START RECORDS FOR THIS EXERCISE
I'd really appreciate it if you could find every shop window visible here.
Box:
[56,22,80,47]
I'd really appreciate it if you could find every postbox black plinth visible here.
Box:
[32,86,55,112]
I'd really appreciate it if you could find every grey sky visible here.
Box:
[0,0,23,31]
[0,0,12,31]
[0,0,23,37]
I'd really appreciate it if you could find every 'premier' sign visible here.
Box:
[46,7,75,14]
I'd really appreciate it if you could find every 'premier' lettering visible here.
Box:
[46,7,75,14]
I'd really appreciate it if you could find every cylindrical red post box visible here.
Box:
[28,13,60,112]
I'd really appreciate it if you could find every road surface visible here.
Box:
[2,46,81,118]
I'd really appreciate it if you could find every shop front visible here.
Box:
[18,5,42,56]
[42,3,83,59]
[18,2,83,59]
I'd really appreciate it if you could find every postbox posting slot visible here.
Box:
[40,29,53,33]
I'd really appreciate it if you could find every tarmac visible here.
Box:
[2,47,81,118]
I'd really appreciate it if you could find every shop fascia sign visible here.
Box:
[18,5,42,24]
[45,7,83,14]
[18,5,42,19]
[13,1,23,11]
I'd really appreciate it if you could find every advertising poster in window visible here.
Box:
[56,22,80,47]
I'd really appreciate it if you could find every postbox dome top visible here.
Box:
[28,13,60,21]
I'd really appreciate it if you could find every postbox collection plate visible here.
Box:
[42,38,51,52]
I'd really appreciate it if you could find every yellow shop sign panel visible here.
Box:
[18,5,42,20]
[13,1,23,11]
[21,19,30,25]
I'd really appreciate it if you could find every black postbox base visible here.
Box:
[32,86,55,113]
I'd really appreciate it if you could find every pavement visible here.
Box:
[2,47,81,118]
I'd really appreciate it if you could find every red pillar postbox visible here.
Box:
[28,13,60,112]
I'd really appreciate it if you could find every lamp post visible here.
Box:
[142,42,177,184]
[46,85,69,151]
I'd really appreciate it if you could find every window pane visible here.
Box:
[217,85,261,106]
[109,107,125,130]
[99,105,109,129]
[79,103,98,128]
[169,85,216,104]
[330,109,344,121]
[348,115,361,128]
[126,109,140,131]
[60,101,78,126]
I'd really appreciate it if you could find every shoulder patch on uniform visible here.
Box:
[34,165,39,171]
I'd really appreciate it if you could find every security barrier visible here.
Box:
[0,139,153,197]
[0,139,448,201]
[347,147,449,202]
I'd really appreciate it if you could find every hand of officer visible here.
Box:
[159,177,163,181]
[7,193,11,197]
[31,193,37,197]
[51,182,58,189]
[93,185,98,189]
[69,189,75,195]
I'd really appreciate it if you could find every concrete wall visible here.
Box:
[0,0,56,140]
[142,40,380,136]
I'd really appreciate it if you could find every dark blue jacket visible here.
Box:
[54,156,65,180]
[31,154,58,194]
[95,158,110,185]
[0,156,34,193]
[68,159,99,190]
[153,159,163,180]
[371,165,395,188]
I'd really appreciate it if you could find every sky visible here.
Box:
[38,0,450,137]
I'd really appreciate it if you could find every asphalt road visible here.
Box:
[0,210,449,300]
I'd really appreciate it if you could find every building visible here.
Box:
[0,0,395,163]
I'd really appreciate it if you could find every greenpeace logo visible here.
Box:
END RECORDS FOR THIS EXERCISE
■ **PROBLEM DESCRIPTION**
Show the lines of the data that hold the word "premier".

■ **RESPONSE TO THE TASK**
I'd really appreciate it if you could find every 'premier' sign visible here.
I'd really appreciate it if you could find every 'premier' lettering visible here.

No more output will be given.